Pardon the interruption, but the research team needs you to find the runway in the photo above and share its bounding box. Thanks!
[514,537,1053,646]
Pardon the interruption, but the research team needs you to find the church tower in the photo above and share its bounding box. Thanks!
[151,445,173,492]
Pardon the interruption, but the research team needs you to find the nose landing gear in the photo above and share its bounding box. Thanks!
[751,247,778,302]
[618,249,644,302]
* * *
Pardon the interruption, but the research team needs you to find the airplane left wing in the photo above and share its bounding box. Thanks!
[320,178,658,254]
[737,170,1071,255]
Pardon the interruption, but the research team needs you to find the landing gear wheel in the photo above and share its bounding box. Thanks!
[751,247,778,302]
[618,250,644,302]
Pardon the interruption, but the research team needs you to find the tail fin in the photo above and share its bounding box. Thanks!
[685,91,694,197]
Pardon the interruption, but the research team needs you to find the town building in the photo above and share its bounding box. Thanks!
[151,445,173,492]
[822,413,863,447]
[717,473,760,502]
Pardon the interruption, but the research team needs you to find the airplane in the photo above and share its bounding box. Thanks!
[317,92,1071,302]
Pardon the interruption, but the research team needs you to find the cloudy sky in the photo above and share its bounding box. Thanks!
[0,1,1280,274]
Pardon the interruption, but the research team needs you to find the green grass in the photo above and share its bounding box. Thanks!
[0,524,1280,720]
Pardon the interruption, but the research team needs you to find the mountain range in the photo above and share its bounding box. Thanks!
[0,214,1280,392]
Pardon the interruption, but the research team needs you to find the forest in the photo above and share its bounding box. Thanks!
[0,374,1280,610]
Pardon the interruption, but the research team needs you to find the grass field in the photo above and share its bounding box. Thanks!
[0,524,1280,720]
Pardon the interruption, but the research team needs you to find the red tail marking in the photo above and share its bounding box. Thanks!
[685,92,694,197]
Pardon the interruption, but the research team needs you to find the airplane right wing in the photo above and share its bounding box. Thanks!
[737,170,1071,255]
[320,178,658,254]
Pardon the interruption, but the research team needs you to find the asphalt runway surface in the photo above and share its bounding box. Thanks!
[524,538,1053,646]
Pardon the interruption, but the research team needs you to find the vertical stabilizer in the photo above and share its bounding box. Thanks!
---
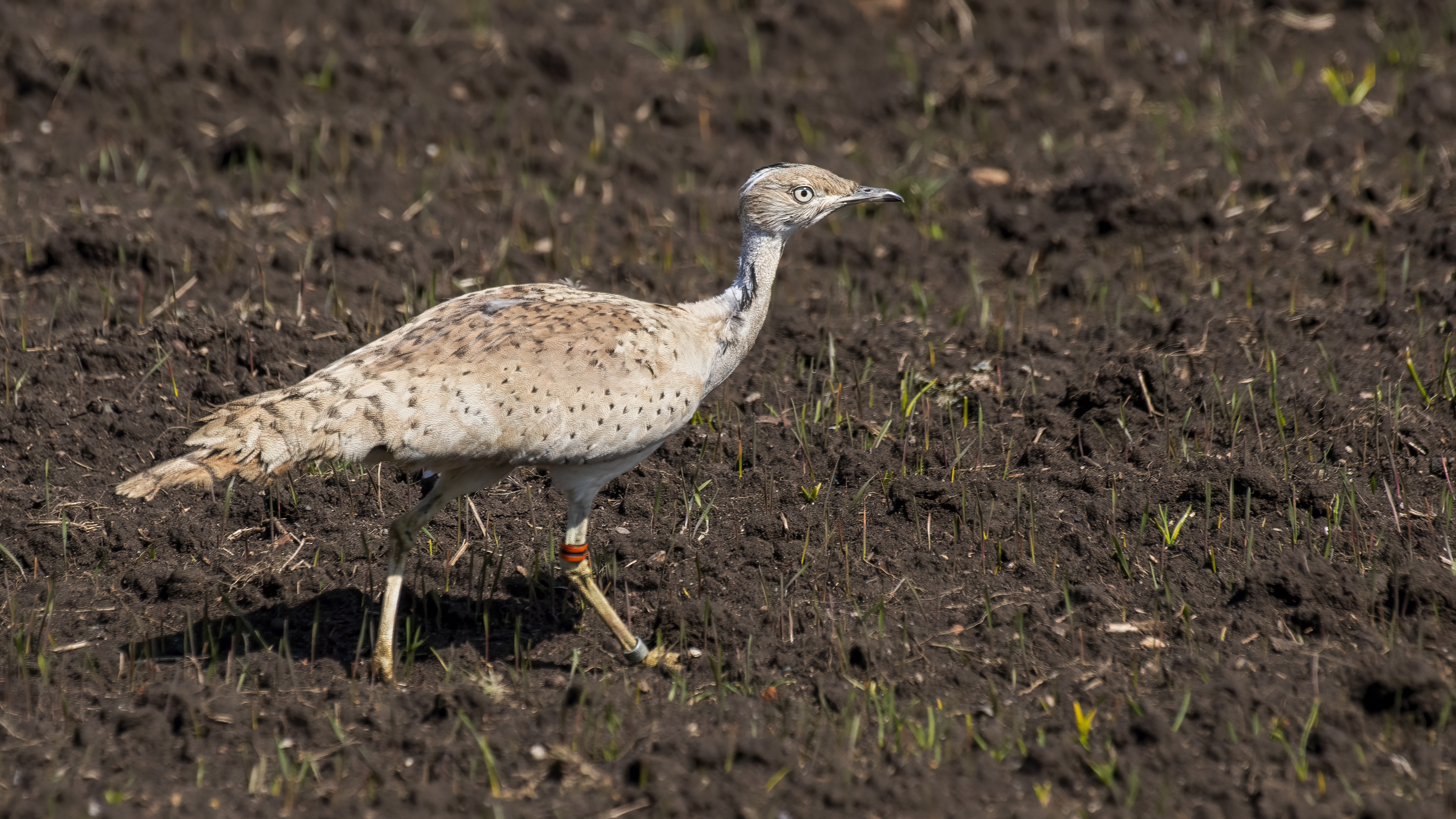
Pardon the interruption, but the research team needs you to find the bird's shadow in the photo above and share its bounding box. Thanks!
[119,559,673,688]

— The exercise —
Can you write out the items starting at the line containing "find the runway" and ending at the line containing "[514,537,1053,646]", substituting "airstrip" for "runway" and leaving everything else unchanged?

— Result of the exercise —
Pardon the interruption, but the research team needs you to find the airstrip in the photo above and share its bounding box. Thanks!
[514,537,1053,646]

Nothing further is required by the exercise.